>>

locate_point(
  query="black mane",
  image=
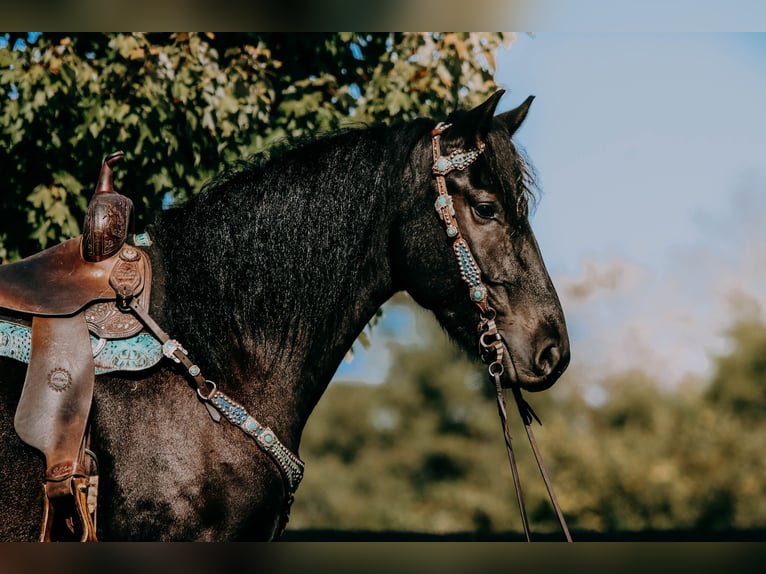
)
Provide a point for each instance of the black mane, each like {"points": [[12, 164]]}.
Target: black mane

<<

▸ **GIVEN PROBLEM**
Rewrite the material above as a JSON list of strings with one string per line. Skip blank lines and leave the pictures out.

▸ **RESULT**
[
  "locate_point(",
  "  query=\"black mane\",",
  "  image=",
  ")",
  "Provide a point for each instance of the black mane, each like {\"points\": [[12, 164]]}.",
  "Target: black mane"
]